**AIM**
Output the lines that follow exactly as they are.

START EXTRACTED DATA

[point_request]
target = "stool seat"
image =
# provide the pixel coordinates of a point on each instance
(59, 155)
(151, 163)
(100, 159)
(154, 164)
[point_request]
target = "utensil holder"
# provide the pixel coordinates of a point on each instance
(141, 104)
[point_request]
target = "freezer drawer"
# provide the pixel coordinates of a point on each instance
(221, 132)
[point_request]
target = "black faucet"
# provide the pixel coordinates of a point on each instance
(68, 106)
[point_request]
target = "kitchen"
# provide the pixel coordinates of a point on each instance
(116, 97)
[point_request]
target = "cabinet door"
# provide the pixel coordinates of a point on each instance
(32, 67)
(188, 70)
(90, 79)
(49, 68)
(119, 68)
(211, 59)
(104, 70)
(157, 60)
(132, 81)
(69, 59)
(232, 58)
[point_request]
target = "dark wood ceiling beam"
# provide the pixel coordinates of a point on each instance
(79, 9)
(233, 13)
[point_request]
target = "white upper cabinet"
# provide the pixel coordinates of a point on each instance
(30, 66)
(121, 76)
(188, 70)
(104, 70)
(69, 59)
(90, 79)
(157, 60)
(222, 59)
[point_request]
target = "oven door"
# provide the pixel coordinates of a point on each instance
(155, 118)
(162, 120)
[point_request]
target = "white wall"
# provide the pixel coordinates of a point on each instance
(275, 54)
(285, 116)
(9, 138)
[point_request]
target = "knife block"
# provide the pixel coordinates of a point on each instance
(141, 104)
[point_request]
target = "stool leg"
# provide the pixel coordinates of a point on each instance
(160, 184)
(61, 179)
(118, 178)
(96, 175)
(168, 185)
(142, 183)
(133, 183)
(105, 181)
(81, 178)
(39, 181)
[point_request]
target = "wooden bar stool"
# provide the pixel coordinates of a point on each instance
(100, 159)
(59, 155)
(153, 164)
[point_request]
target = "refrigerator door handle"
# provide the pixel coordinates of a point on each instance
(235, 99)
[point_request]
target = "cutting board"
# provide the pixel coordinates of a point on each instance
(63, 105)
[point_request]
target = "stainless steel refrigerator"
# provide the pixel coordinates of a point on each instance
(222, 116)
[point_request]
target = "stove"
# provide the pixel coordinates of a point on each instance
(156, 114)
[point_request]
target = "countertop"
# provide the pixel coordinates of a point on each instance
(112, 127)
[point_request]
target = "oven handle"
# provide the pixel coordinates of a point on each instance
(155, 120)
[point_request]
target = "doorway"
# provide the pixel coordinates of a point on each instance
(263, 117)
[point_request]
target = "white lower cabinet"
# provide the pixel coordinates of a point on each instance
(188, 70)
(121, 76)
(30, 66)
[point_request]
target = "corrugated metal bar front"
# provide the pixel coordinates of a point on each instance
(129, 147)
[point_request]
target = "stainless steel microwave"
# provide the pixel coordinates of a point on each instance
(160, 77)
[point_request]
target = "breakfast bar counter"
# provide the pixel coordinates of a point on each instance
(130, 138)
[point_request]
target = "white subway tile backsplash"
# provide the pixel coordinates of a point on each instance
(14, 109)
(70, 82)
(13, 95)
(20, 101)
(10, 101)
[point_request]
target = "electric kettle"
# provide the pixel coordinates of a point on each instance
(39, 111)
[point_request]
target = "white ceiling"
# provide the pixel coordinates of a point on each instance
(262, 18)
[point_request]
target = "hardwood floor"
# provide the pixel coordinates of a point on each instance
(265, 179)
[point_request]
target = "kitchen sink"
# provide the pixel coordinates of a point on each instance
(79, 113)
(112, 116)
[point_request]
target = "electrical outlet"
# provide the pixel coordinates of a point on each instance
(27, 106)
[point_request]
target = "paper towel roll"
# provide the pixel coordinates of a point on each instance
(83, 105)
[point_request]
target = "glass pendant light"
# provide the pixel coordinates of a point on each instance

END EXTRACTED DATA

**RESULT**
[point_request]
target = "stool seat"
image =
# provide the pixel coordinates of a point on each instance
(59, 155)
(151, 163)
(100, 159)
(154, 164)
[point_request]
target = "utensil holder"
# provide the pixel coordinates of a point on each instance
(141, 104)
[point_request]
target = "freezer drawer"
# provide the pixel coordinates of a point on each instance
(221, 132)
[point_request]
target = "black faucet"
# provide the pixel coordinates of a point on each instance
(68, 106)
[point_request]
target = "kitchen"
# provide the pixel coordinates of a point on each instance
(116, 97)
[point_request]
target = "cabinet door"
# provide the pixel coordinates of a point on each instance
(32, 67)
(188, 70)
(90, 79)
(49, 68)
(119, 68)
(211, 59)
(104, 70)
(157, 60)
(132, 81)
(69, 59)
(232, 58)
[point_request]
target = "dark wood ceiling beam"
# provide the pixel coordinates of a point on each instance
(79, 9)
(233, 13)
[point_request]
target = "white upper cabinet"
# provide the pixel coordinates of a point on each instance
(30, 66)
(121, 76)
(188, 70)
(104, 70)
(69, 59)
(90, 79)
(157, 60)
(222, 59)
[point_request]
target = "oven door"
# provide the pixel coordinates of a point on each instance
(155, 118)
(162, 120)
[point_request]
target = "white wall"
# provide the pixel coordinates of a point on each instance
(275, 54)
(285, 116)
(9, 138)
[point_request]
target = "knife block"
# provide the pixel coordinates of a point on each instance
(141, 104)
[point_request]
target = "stool leg"
# provide the pixel coordinates of a point on each instance
(160, 184)
(61, 179)
(118, 178)
(96, 175)
(168, 185)
(142, 183)
(133, 183)
(105, 181)
(81, 178)
(39, 181)
[point_request]
target = "wooden bar stool"
# provide the pixel coordinates of a point on each instance
(100, 159)
(59, 155)
(153, 164)
[point_request]
target = "refrigerator door handle"
# provide the pixel coordinates of a point on each instance
(235, 99)
[point_request]
target = "cutting board"
# provide the pixel coordinates of a point on each instance
(63, 105)
[point_request]
target = "stainless steel refrigerator"
# provide the pixel coordinates of a point on each instance
(222, 116)
[point_request]
target = "stove"
# provide the pixel coordinates of a point on each instance
(156, 114)
[point_request]
target = "countertop"
# provide the pixel coordinates of a point on each instance
(112, 127)
[point_request]
target = "oven handle"
# provide the pixel coordinates of a point on each instance
(155, 120)
[point_request]
target = "doorway"
# provide the pixel coordinates of a point on each instance
(263, 117)
[point_request]
target = "white lower cabinet"
# provide the pixel coordinates of a point on each instance
(188, 70)
(121, 76)
(30, 66)
[point_request]
target = "corrugated metal bar front"
# provide the pixel coordinates of a point on each instance
(129, 147)
[point_request]
target = "stainless steel microwave"
# provide the pixel coordinates of a point on each instance
(160, 77)
[point_request]
target = "breakfast bar counter"
# provide the pixel coordinates of a point on each instance
(130, 138)
[point_request]
target = "white subway tile backsplash"
# provide the pixel coordinates of a point on each instance
(14, 109)
(70, 82)
(13, 95)
(20, 101)
(10, 101)
[point_request]
target = "electric kettle"
# provide the pixel coordinates of a point on each instance
(39, 111)
[point_request]
target = "white ceiling"
# provide the pixel coordinates of a point on each instance
(262, 18)
[point_request]
target = "hardwood floor"
# provide the pixel coordinates of a point on each instance
(265, 179)
[point_request]
target = "kitchen sink"
# provide the pixel coordinates of a point on each instance
(79, 113)
(112, 116)
[point_request]
target = "electrical outlet"
# provide the pixel coordinates of a point on each instance
(27, 106)
[point_request]
target = "paper towel roll"
# provide the pixel coordinates of a point on each instance
(83, 105)
[point_request]
target = "glass pendant light"
# provide the pixel coordinates of a point on each instance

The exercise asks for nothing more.